__GIVEN TEXT__
--- START ---
Rufus King Sr., 82, a lawyer who was a national leader of the movement to decriminalize narcotics, died of cancer Dec. 28 at his Washington home.
In practice here since the 1950s, Mr. King wrote extensively about organized crime, drug laws and gambling. His books included "The Drug Hangup," which made the case in 1973 for treatment rather than punishment of illegal drug users.
Mr. King was also a founding member of the American Bar Association's section on individual rights and responsibilities. Reform of the drug laws was a commitment for much of his career.
It was an early and sometimes lonely stand to take, his son, D.C. Superior Court Judge Rufus King Jr., recalled. But Mr. King was often asked to lecture and to speak on radio and television about the futility of America's costly drug wars.
Dating from his stint as a counsel to the Senate committee investigating organized crime in the early 1950s, Mr. King was convinced that trying to control drugs, "like Prohibition, cost more in corrupt law enforcement and irrational criminal penalties than it helped," Judge King said.
In a "My Turn" column published in Newsweek in April, Mr. King criticized the growth of a "powerful 'prison-industrial complex' " that was "exploiting today's hostility against wrongdoers."
He called for the immediate review of all sentences being served by nonviolent, first-time offenders, many of whom were convicted of drug charges. He said that America's "hysteria over drugs" was helping pack the country's prisons and pointed out that many states were spending more on corrections than schools.
Mr. King, who was of counsel to the firm of Berliner, Corcoran & Rowe, helped establish a joint committee on narcotics of the American Bar and American Medical associations in the mid-1950s. In his law practice, his clients included a number of pinball manufacturers.
Mr. King was a native of Seattle and a graduate of Princeton University and Yale University law school. He also studied law at Stanford University. He served in the Coast Guard during World War II.
After the war, he was a lawyer with the Air Transport Association in Washington and editor of World Guide, a trade magazine for air shippers.
After serving on the Hill in the early 1950s, he was chairman of the criminal justice section of the American Bar Association, and he practiced law with Downey Rice.
--- END ---
__SOURCE MATERIAL__
--- START ---
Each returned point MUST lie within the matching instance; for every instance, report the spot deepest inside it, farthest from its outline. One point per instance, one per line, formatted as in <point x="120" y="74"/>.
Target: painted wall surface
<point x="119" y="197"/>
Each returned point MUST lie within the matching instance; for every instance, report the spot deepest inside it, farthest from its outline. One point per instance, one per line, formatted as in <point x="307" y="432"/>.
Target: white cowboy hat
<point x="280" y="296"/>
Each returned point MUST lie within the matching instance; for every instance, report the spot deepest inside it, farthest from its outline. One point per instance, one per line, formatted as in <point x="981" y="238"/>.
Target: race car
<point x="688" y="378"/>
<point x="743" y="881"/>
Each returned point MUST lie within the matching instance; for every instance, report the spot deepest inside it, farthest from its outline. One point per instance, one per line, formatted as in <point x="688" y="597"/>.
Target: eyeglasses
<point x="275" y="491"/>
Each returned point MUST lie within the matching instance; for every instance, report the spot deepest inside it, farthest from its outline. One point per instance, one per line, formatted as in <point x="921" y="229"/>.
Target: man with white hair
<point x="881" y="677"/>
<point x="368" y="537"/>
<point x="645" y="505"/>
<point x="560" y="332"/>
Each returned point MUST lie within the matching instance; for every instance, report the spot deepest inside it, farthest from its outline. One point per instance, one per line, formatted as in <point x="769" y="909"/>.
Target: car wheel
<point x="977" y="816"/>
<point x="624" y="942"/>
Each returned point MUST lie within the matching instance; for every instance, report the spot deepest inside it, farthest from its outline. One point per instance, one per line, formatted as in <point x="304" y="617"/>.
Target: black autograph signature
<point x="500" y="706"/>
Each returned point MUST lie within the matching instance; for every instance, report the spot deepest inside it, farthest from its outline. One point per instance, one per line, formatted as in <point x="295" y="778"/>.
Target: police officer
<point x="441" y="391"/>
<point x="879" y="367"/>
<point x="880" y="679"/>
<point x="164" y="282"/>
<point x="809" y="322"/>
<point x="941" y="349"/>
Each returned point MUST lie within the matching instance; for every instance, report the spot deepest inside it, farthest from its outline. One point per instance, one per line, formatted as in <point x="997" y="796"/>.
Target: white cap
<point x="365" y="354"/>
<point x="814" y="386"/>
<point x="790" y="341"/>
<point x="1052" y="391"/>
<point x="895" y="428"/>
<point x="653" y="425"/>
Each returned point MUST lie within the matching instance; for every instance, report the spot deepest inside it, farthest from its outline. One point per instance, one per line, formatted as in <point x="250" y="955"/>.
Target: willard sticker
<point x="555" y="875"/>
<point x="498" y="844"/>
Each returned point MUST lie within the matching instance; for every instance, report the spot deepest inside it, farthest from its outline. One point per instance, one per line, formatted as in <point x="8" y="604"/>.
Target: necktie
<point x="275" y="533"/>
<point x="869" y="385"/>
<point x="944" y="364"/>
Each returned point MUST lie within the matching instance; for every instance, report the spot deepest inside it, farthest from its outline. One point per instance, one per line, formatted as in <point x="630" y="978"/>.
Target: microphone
--- END ---
__QUESTIONS TO ANSWER__
1. In the obituary of Rufus King Sr., which book by Mr. King made the case in 1973 for treating illegal drug users rather than punishing them?
2. Translate this sentence from the obituary of Rufus King Sr. into Spanish: "He served in the Coast Guard during World War II."
3. List every university at which, according to the obituary of Rufus King Sr., Mr. King graduated or studied.
The records are separate material, independent of the obituary.

__SOLUTIONS BELOW__
1. "The Drug Hangup"

2. Sirvió en la Guardia Costera durante la Segunda Guerra Mundial.

3. Princeton University, Yale University law school, Stanford University